--- Start of Given entries ---

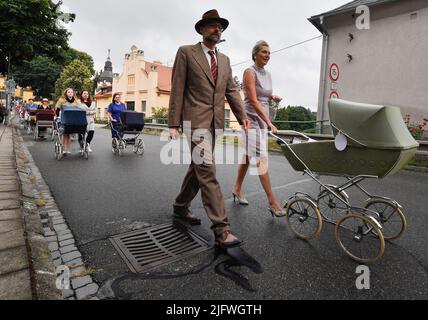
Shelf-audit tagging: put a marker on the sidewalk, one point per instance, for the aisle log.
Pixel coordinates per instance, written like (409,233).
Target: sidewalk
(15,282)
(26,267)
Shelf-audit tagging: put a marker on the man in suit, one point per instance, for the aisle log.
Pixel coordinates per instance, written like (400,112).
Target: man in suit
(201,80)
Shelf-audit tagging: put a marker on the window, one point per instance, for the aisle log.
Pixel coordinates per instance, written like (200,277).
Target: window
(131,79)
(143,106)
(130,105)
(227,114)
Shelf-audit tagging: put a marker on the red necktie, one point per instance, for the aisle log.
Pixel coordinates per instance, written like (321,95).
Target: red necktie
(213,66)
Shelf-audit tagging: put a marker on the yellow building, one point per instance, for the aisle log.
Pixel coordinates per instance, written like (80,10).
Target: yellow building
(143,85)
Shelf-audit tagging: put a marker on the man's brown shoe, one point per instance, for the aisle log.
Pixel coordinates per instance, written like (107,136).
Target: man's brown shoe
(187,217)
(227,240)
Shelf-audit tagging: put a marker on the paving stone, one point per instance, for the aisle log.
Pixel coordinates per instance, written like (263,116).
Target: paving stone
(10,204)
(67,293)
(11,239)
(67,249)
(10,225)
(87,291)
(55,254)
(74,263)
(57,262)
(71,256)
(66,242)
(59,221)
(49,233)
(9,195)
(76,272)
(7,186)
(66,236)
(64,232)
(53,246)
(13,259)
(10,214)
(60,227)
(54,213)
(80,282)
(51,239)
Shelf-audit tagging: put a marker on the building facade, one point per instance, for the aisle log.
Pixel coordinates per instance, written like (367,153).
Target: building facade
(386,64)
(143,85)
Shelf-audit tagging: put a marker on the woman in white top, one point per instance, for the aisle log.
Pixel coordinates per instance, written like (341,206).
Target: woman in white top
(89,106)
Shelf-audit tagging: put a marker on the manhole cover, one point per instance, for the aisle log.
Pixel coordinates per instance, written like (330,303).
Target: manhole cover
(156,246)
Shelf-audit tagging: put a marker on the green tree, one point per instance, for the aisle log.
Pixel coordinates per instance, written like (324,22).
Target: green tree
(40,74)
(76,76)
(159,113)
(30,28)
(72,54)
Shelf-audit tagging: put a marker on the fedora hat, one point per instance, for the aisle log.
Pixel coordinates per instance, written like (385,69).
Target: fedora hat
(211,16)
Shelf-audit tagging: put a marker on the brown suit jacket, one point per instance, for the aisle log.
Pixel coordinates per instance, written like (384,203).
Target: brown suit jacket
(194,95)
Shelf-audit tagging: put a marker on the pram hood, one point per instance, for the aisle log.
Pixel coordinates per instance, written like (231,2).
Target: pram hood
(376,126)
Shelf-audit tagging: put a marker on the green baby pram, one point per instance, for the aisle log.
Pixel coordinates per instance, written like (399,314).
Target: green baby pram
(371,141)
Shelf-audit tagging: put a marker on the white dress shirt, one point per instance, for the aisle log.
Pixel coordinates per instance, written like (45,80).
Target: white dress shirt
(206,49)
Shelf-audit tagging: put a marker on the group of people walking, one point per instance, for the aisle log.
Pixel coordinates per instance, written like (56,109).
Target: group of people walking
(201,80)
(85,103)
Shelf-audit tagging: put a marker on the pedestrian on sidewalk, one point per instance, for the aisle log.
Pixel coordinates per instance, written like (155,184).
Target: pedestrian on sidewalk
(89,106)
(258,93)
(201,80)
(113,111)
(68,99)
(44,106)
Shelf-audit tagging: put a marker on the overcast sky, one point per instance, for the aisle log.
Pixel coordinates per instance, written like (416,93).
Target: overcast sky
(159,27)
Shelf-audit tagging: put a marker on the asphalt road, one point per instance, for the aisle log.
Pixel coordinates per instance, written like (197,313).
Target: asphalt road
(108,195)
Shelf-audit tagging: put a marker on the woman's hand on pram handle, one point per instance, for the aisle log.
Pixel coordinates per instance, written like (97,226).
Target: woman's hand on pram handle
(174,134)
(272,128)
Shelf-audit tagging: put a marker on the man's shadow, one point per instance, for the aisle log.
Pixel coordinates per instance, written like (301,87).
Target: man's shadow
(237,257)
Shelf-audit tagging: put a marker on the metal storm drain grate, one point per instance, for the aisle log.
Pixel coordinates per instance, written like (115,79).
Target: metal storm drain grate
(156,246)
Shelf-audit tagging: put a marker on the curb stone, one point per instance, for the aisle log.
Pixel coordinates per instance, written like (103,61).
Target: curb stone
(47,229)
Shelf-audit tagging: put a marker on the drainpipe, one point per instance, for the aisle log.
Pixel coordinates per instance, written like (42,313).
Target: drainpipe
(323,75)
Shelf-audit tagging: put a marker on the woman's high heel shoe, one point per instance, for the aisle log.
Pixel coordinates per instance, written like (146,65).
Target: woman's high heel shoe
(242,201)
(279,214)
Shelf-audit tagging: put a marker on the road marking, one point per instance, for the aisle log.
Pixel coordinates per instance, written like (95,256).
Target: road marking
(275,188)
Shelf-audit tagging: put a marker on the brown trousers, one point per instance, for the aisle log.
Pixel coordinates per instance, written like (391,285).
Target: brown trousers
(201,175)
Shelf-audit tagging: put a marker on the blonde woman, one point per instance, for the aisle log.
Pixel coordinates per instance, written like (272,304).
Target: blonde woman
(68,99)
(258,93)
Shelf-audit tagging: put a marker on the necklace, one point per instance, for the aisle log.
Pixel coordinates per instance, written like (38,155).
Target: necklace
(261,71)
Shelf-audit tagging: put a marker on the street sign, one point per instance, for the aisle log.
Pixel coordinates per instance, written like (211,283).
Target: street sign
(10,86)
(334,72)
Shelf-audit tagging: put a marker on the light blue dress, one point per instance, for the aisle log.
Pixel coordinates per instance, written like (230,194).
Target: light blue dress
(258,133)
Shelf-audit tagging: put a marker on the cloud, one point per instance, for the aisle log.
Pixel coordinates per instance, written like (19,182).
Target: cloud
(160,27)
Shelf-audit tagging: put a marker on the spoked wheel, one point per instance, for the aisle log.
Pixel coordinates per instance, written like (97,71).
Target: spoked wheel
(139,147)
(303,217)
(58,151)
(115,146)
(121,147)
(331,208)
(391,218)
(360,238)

--- End of Given entries ---

Set problem:
Retype all of the data above verbatim, line for line, and leave the pictures out.

Response to the exercise:
Shelf-audit tagging: put a marker on the sidewalk, one point per instance, for the aisle log.
Pixel coordinates per instance, written like (409,233).
Target: sidewalk
(15,282)
(26,267)
Shelf-audit tagging: put a marker on the man in suit, one point per instance, for the aisle log.
Pixel coordinates per instance, written like (400,112).
Target: man in suit
(201,80)
Shelf-audit tagging: put a marker on the window, one point per instance, for the aisle log.
Pixel coordinates per instance, written like (200,277).
Target: window
(131,79)
(143,106)
(130,105)
(227,114)
Shelf-audit tagging: put a marker on the red necktie, one point per instance, for the aisle log.
Pixel coordinates per instance, written like (321,95).
Target: red necktie
(213,66)
Shelf-audit tagging: put a marker on the yellow building, one point per instance, for the aisle log.
Pixel coordinates per instance, written like (80,10).
Target: yellow building
(143,85)
Shelf-audit tagging: put a marker on the man's brown shoe, one point per instance, for the aisle log.
Pixel coordinates per instance, written like (107,136).
Target: man's brown shoe
(187,217)
(227,240)
Shelf-audit tagging: put a marker on the paving stone, one point per instance, for the aisle log.
Pixel coordinates per instance, written like (263,116).
Target: paving stone
(10,204)
(67,293)
(11,239)
(67,249)
(10,225)
(87,291)
(55,254)
(74,263)
(57,262)
(71,256)
(66,242)
(59,221)
(49,233)
(9,195)
(76,272)
(7,186)
(66,236)
(64,232)
(53,246)
(13,259)
(10,214)
(60,227)
(54,213)
(80,282)
(51,239)
Shelf-audit tagging: put a marker on the building facade, one point per instance, for the aisle log.
Pixel coordinates per instance, written like (367,153).
Target: building facade
(386,64)
(143,85)
Shelf-audit tagging: put a marker on the woman in white top, one point per instance, for the aisle log.
Pixel coordinates per instance, written like (341,206).
Target: woman in white top
(89,106)
Shelf-audit tagging: put a marker on the manhole cover, one point per instance, for the aisle log.
Pixel coordinates per instance, written like (330,303).
Target: manhole cover
(156,246)
Shelf-audit tagging: put a marker on the green tree, one point per instance, for the aisle log.
Pixel coordinates per instance, written like (324,22).
Target: green tree
(40,74)
(76,76)
(159,113)
(30,28)
(72,54)
Shelf-audit tagging: put a marker on the fedora hat, one point per instance, for the aisle log.
Pixel coordinates per instance, written like (385,69).
Target: fedora hat
(211,16)
Shelf-audit tagging: put a marker on the brown suit jacket, one point per instance, for the aisle log.
Pixel coordinates per instance, written like (384,203).
Target: brown suit jacket
(194,95)
Shelf-audit tagging: put a marker on the pram hood, one point per instance, for the aisle log.
Pixel coordinates per instance, written like (231,2).
Target: pram hood
(376,126)
Shelf-audit tagging: put a marker on the green baby pram, one point per instance, for the aisle log.
Pixel coordinates per instance, written like (399,314).
Target: green baby pram
(371,141)
Shelf-audit tagging: put a marker on the white dress shirt, one point per instance, for the aisle log.
Pixel coordinates per instance, written like (45,80).
Target: white dress shirt
(206,49)
Shelf-audit tagging: put a marker on the group of people walking, one point per instance, for the aisle log.
Pixel coordinates per instance, written like (56,109).
Target: group of people walking
(201,80)
(85,103)
Shelf-audit tagging: put a marker on the pedestrian on sidewalk, one point per instance, for the aisle log.
Pixel coordinates per instance, written like (155,184).
Target: pedestrian on sidewalk
(89,106)
(258,93)
(201,80)
(113,111)
(68,99)
(44,106)
Shelf-audit tagging: put a marker on the overcast sky, one point per instance, for the aisle log.
Pixel coordinates per instance, written like (416,93).
Target: overcast sky
(159,27)
Shelf-audit tagging: put a marker on the asphalt road, one point per instance, for the aisle log.
Pixel coordinates per instance, written like (197,313).
Target: asphalt road
(108,195)
Shelf-audit tagging: put a marker on the woman's hand on pram handle, one point per instance, for the aisle log.
Pixel coordinates per instance, written like (97,226).
Target: woman's hand on pram handle
(174,134)
(272,128)
Shelf-audit tagging: put a marker on the man's shadow, one point per instance, for the aisle log.
Pixel coordinates per instance, written like (301,87).
Target: man's shadow
(237,257)
Shelf-audit tagging: put a marker on the metal storm drain grate, one point per instance, for the aisle log.
Pixel coordinates per instance, written like (115,79).
Target: metal storm drain grate
(156,246)
Shelf-audit tagging: put a marker on the curb stone, one point per instance, for the aisle log.
Pixel coordinates per instance, written like (103,61).
Target: curb stone
(47,229)
Shelf-audit tagging: put a marker on the drainpipe, one point per instance, for the aisle log.
Pixel coordinates per instance, written like (42,313).
Target: drainpipe
(323,75)
Shelf-audit tagging: put a marker on the woman's high heel shoe, one point per instance, for the aisle log.
Pixel coordinates per instance, written like (146,65).
Target: woman's high heel shoe
(242,201)
(279,214)
Shelf-audit tagging: put a marker on the road marking, one point per instance, for the aisle log.
Pixel coordinates per instance, written like (95,256).
Target: road marking
(275,188)
Shelf-audit tagging: put a marker on the brown trousers, one point per instance, for the aisle log.
Pixel coordinates per instance, written like (391,285).
Target: brown trousers
(201,175)
Shelf-audit tagging: put a marker on the blonde woman, one point per instance, for the aisle log.
Pixel coordinates per instance, written like (272,304).
Target: blonde woman
(68,99)
(258,93)
Shelf-audit tagging: put a marker on the necklace, one point per instance, for the aisle log.
Pixel coordinates per instance, written like (38,155).
Target: necklace
(261,71)
Shelf-audit tagging: put a marker on the street sign, one point per instance, for the aisle log.
Pixel coordinates per instance, written like (211,283).
Target: street sign
(10,86)
(334,72)
Shelf-audit tagging: put a marker on the light blue dress, one point per instance, for the aisle log.
Pixel coordinates per instance, written like (230,194).
Target: light blue dress
(258,133)
Shelf-audit tagging: put a marker on the cloud, one point per instance, for the aisle log.
Pixel coordinates per instance, written like (19,182).
Target: cloud
(160,27)
Shelf-audit tagging: put a marker on the spoked wheel, one point per instance, for the aisle log.
Pixel coordinates per instance, written like (97,71).
Target: spoked wheel
(139,147)
(303,217)
(58,151)
(115,146)
(121,147)
(331,208)
(391,218)
(360,238)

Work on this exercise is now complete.